(Lignes d'un jeu de données sur l'emplacement d'objets)
----------------------------------------

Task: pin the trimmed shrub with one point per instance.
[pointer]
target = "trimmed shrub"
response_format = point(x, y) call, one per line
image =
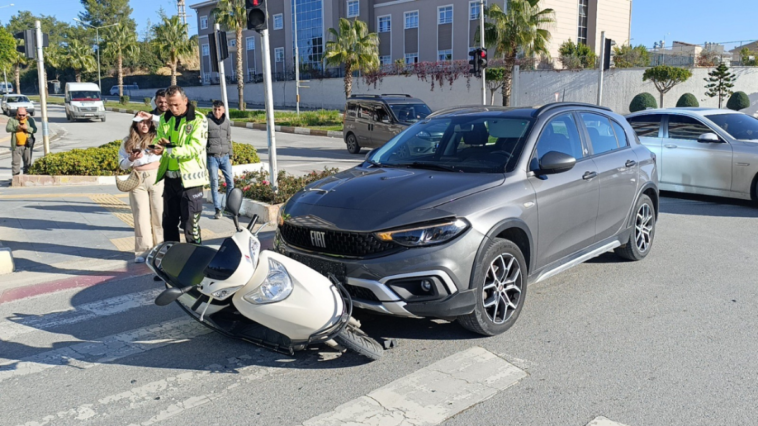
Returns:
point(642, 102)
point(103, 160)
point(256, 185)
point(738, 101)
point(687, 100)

----------------------------------------

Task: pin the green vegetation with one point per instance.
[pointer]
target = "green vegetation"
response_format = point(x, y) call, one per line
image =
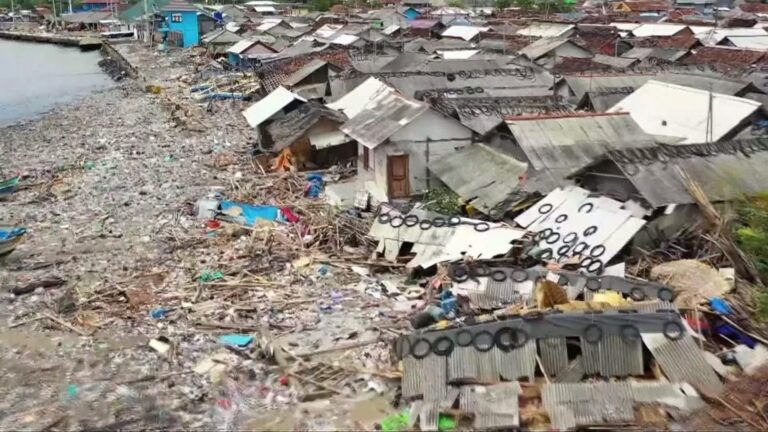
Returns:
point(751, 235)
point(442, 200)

----------------------------------------

:: À faire ::
Recopie le listing de la ligne avec "Task: pin the trimmed" à la ligne avec "point(687, 100)" en remplaçant "trimmed shrub" par "pruned bush", sans rien changer d'autre. Laisse les images de côté.

:: Bonne réponse ::
Task: pin the pruned bush with one point per instance.
[pointer]
target = "pruned bush"
response_format = point(x, y) call, one per line
image =
Returns:
point(642, 102)
point(103, 160)
point(256, 185)
point(738, 101)
point(687, 100)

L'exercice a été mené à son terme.